# [Source passage]
>>>>
In Volume II, Thomson answers two fundamental questions in biology: (1) what are living creatures, statically and dynamically, intact and in all their parts, and (2) how have they come to be? The author concentrates on organisms. Unlike the inorganic, a living unity gives rise to something new. A mutation occurs, there is evolution, a continuous natural process of change in a definite direction ‘whereby distinctively new individualities arise’. Thomson explains the steps for most of the volume.
The author begins his ascent with a brief examination of the origin of the first organisms, what he calls ‘not-living carbonaceous slime activated by ferments’, and the later establishment of many distinct types of cellular organisation. As Adam Smith understood for economics, it was the specialization of function which Thomson explains gave the organism great momentum, such as in storing energy. As Goethe would understand, cellular specialization was also a Faustian bargain, bringing with it natural death.
<<<<
# [Saved entries]
>>>>
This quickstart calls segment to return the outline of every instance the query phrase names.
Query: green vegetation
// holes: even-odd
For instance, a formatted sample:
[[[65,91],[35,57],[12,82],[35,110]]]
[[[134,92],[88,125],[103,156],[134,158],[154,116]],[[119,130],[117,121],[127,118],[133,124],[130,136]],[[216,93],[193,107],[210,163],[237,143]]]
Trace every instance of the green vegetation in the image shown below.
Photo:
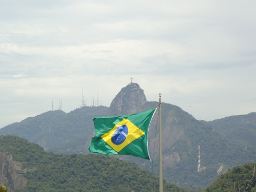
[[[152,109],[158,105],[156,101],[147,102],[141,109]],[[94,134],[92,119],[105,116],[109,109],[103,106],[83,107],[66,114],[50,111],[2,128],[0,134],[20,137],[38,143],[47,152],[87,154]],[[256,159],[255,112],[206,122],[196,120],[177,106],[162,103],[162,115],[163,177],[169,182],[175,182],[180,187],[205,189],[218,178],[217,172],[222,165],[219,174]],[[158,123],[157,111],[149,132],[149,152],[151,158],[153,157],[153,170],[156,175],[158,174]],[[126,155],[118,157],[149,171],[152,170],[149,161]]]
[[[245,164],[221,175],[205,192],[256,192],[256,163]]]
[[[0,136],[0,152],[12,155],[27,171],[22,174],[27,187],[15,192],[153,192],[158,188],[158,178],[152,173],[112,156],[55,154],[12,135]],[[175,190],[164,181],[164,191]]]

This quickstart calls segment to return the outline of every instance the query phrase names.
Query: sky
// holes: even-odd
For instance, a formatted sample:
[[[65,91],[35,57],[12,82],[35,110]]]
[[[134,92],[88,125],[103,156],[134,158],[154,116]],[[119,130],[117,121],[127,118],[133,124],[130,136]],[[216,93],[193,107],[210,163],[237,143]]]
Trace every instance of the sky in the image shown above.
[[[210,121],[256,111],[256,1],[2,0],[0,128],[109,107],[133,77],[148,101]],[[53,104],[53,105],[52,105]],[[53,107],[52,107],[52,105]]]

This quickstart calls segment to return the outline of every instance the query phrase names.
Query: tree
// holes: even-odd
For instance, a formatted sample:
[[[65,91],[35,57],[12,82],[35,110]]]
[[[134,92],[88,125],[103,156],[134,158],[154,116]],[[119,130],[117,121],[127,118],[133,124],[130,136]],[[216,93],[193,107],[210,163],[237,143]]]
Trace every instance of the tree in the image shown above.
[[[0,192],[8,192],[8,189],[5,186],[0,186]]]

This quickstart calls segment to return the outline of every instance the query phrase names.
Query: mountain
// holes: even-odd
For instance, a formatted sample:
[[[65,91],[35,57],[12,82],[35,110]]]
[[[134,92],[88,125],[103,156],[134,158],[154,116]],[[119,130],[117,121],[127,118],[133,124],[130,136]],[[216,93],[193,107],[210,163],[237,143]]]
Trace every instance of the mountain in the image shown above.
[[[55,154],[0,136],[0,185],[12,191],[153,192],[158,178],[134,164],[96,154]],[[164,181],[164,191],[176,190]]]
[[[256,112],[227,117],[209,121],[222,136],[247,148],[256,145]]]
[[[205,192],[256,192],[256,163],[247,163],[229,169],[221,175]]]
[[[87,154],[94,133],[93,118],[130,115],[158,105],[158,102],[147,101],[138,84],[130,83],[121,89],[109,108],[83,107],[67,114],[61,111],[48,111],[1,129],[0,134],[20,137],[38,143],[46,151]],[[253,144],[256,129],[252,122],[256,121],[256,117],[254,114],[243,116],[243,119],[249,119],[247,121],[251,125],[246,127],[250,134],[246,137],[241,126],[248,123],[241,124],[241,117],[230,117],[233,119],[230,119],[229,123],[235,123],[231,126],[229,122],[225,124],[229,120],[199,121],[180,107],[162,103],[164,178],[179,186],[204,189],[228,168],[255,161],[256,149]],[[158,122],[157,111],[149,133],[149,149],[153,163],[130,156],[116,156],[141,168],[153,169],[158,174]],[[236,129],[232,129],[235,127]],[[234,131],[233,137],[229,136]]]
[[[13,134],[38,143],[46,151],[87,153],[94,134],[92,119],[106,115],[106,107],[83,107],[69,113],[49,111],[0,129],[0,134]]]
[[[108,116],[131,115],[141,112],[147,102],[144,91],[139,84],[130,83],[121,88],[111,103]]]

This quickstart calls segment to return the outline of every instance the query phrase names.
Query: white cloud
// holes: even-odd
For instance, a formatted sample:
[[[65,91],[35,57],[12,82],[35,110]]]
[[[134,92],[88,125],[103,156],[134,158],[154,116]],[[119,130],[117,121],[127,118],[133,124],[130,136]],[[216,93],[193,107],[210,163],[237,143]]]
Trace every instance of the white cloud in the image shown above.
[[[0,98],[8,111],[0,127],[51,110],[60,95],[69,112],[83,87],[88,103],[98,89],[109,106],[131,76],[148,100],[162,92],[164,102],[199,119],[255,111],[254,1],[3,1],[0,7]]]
<<<<
>>>>
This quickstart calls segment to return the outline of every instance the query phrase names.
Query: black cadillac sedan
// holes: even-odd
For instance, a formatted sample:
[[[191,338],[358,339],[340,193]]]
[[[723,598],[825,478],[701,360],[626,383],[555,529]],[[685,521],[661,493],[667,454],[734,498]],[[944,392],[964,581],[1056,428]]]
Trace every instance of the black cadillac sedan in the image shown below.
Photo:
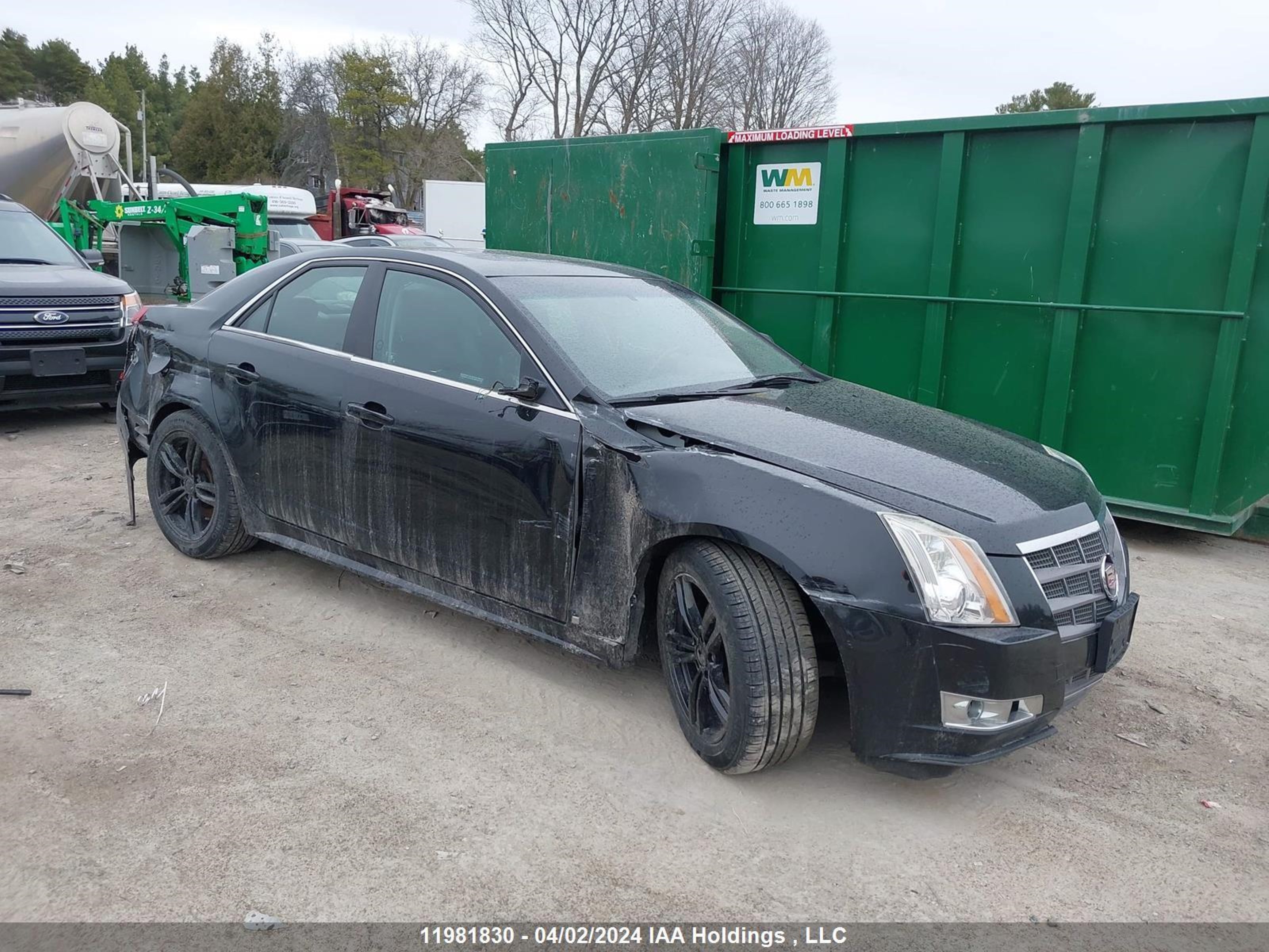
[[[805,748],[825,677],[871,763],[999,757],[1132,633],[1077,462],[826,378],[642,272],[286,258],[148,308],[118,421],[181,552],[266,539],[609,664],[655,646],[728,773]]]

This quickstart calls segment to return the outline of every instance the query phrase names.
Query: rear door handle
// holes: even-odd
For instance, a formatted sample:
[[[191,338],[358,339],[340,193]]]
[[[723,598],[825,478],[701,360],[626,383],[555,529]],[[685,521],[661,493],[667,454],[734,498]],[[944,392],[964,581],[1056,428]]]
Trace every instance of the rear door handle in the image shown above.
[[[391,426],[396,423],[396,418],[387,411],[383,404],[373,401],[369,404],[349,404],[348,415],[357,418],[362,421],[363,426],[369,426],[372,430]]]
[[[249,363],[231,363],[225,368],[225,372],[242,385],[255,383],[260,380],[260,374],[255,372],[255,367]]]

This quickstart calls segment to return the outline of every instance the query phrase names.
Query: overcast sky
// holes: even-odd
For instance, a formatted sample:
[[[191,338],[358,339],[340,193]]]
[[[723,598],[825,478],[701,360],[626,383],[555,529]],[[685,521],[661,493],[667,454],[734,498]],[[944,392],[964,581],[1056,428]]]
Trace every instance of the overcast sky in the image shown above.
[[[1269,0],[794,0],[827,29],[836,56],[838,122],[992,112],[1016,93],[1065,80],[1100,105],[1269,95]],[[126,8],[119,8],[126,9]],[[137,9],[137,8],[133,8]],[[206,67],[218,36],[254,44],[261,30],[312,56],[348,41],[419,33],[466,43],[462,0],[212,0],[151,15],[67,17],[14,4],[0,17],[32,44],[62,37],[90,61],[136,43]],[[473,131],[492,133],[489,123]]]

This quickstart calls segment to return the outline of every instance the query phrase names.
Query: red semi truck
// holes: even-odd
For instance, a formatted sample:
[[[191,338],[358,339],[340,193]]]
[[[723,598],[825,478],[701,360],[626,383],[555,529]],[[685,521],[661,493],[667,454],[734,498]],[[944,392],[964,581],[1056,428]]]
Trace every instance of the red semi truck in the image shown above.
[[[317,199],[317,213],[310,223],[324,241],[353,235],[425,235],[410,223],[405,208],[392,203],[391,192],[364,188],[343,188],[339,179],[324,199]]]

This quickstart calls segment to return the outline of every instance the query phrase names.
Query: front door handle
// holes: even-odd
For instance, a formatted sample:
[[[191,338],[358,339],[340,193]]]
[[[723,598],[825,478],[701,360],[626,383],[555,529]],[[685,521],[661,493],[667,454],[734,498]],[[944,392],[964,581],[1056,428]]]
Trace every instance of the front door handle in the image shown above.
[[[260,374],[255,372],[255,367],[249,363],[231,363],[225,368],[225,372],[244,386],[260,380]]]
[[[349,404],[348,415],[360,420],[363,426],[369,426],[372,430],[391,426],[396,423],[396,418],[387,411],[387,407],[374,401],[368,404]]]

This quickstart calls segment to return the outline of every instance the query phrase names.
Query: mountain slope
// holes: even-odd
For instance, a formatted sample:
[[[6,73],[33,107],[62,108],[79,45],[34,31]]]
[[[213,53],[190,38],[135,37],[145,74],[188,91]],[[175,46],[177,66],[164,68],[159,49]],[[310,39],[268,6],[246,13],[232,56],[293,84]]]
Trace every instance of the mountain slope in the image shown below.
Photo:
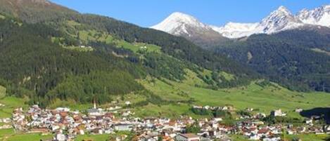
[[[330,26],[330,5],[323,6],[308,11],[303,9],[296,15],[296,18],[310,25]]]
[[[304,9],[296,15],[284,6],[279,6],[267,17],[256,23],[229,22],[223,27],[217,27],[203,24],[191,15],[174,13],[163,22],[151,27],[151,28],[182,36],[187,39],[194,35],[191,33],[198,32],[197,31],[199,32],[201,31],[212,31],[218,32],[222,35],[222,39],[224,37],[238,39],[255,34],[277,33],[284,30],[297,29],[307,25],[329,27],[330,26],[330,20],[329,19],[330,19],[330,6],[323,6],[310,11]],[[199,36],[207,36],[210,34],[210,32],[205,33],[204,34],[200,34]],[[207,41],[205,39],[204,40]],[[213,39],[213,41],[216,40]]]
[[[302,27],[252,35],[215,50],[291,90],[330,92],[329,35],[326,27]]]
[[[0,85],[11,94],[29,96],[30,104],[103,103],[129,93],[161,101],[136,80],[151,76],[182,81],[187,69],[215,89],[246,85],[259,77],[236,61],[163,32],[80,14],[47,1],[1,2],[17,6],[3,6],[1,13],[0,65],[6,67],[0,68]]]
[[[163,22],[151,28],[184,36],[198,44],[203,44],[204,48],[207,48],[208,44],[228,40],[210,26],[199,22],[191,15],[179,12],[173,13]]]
<<<<
>>>>
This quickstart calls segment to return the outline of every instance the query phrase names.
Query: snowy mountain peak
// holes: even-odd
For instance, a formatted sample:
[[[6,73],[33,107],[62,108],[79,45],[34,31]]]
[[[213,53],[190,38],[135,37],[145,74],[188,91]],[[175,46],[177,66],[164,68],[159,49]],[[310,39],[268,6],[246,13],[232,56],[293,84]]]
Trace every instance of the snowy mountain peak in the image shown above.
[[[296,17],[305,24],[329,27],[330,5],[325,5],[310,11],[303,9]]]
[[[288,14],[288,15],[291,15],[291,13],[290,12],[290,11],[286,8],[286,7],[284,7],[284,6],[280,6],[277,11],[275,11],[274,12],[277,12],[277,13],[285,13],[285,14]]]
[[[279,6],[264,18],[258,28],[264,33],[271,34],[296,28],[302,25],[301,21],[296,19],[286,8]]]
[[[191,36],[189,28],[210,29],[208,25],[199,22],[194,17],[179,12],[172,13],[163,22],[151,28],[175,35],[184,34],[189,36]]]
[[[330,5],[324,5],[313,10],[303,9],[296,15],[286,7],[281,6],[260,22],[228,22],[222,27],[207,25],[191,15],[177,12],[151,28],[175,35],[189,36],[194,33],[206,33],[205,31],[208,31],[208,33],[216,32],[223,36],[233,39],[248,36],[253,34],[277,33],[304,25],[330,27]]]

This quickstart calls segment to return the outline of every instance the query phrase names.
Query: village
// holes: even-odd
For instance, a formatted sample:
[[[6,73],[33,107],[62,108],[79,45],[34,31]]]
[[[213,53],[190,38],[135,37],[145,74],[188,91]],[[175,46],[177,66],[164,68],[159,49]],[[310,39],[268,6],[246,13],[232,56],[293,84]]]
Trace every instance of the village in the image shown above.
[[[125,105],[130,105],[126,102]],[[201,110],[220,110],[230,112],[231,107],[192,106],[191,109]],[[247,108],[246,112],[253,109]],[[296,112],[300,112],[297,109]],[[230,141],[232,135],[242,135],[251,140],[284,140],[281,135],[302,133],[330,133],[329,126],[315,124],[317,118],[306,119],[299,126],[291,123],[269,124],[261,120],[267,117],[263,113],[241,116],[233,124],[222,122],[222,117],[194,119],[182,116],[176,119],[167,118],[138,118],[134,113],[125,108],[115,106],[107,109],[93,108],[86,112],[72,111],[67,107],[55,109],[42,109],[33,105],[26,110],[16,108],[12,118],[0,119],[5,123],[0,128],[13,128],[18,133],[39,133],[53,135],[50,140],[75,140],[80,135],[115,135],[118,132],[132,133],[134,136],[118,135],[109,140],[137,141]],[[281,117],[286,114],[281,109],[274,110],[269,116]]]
<<<<
# [Activity]
Continue the passage about Thomson's Volume II from the point where it stops. The data above has nothing to do with this.

# [Answer to the problem]
Another step of far-reaching importance the author investigates is the evolution of male and female multicellular individuals. This too had many organic advantages, helping in differentiation and integration. The invention of haemoglobin and the establishment of internal surfaces was also a primary achievement. Thomson then looks at three evolutionary factors resulting in what for him is ‘the summit of the whole’, man. The first is variation, ‘those variations or mutations that form the raw materials of progress or the reverse’. Some of these mutations happen ‘brusquely, without intergrades’. It is possible that chromosomes, which are living units, may suddenly change like bacteria. Other mutations are much more subtle and difficult to determine.
Thomson reviews the central ideas in Darwinism and chooses selection as critical in the struggle for existence. The author takes pains to ensure that the reader understands that Darwinism today does not advocate a mechanical selective process. Selection is a sifting process, a testing process which does not always work consistently towards an ideal of fitness but does ‘eliminate inconsistent non-viable constitutions’. Thomson gives a number of examples: ‘The community of hive-bees bewilders us with its complexity and subtlety, but there is a long series of gradations.’ The adaptations of all creatures are still in progress and, as Thomson points out, are far from perfect. Adaptation, though, does not conflict with ideas of a transcendent Being.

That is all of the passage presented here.